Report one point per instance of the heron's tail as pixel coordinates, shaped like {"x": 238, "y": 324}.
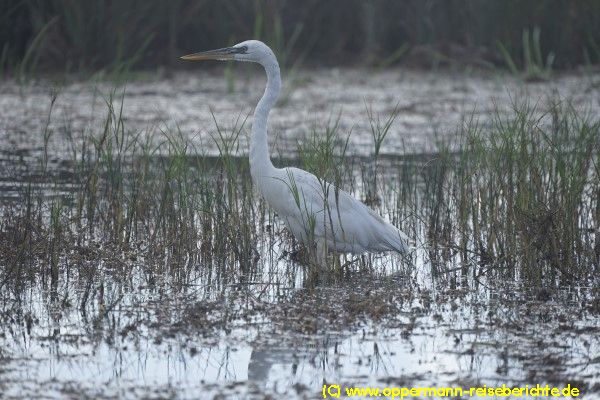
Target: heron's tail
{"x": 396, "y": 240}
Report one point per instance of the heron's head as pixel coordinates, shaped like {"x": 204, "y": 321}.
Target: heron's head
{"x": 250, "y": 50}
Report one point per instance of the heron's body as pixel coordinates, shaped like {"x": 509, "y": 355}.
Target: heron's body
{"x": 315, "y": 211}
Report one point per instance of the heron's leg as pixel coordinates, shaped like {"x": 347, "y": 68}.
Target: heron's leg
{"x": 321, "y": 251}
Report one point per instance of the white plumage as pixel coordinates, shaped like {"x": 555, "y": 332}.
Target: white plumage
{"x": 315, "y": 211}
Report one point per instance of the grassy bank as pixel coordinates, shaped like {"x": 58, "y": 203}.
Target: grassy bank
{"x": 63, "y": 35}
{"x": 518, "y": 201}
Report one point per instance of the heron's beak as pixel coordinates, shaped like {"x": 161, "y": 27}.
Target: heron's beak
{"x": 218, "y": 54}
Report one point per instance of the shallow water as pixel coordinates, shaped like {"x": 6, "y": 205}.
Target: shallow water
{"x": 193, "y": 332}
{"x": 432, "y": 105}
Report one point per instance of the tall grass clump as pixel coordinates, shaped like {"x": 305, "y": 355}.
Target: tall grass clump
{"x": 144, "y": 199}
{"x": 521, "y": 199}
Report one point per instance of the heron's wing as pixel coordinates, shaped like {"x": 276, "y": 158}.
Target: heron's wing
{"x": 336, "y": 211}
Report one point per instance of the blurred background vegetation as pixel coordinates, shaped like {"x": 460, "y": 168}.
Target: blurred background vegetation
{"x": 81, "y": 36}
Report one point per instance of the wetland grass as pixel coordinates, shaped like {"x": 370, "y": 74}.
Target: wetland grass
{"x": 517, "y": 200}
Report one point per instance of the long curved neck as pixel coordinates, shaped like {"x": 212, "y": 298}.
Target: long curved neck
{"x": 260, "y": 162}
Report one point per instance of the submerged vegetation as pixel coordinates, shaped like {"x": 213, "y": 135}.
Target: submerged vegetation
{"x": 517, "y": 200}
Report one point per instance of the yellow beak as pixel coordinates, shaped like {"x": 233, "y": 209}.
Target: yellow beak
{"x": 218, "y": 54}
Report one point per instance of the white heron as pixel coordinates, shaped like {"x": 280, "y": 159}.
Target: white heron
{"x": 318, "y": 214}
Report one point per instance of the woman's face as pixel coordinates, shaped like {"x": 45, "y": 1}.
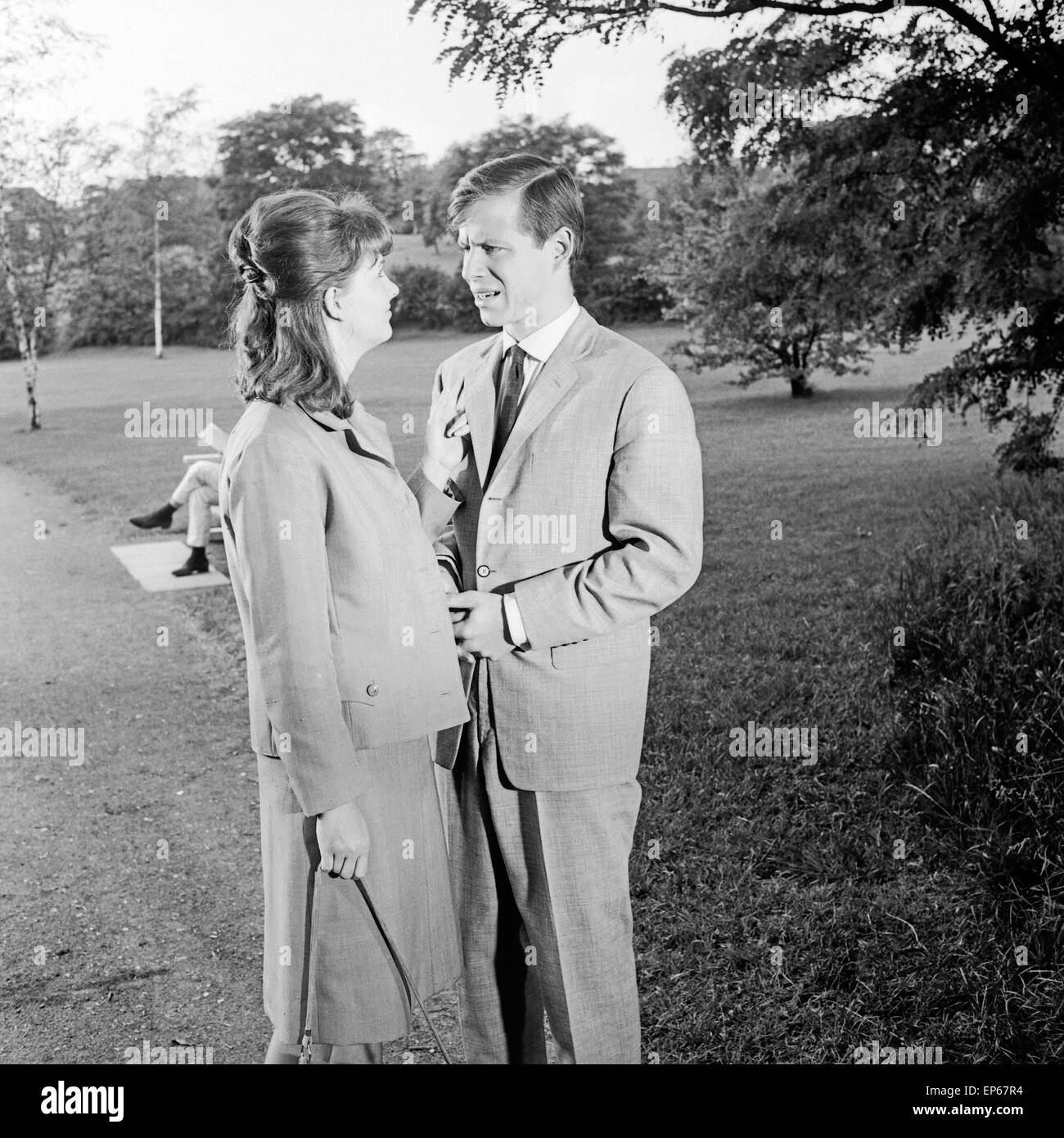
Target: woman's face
_ _ _ _ _ _ _
#### Your task:
Count every line that holds the word "face" in the entries, and state the result alone.

#### Written answer:
2